Referring expression pointing data:

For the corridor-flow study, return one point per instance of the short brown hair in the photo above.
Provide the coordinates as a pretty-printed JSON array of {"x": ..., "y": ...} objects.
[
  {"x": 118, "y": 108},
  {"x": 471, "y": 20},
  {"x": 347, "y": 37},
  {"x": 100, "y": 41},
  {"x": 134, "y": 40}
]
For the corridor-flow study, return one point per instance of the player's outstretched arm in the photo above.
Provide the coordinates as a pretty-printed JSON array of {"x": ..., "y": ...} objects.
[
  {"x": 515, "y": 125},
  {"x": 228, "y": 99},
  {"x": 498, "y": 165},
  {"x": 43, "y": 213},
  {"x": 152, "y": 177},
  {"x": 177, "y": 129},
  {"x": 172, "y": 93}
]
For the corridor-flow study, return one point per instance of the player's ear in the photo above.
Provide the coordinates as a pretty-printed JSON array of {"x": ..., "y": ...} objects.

Task prompt: Each record, exactly as written, is to be printed again.

Completed exercise:
For the corridor-flow study, return one point per instance of the short brown hair in the photo above.
Provide the coordinates as a pretty-printed JSON array of {"x": ..., "y": ...} objects.
[
  {"x": 118, "y": 108},
  {"x": 471, "y": 20},
  {"x": 347, "y": 37},
  {"x": 100, "y": 41},
  {"x": 134, "y": 40}
]
For the corridor-flow study, return one point per instance of the player's outstretched arm in the photo above.
Provide the coordinates as a pretty-printed JSON array of {"x": ..., "y": ...} objects.
[
  {"x": 515, "y": 125},
  {"x": 228, "y": 99},
  {"x": 498, "y": 165},
  {"x": 43, "y": 213},
  {"x": 152, "y": 177},
  {"x": 177, "y": 129},
  {"x": 172, "y": 93}
]
For the corridor-flow study, return one point per instance of the player's ear in the photo above.
Provide the coordinates as a pretty-printed JSON array of {"x": ..., "y": ...} objects.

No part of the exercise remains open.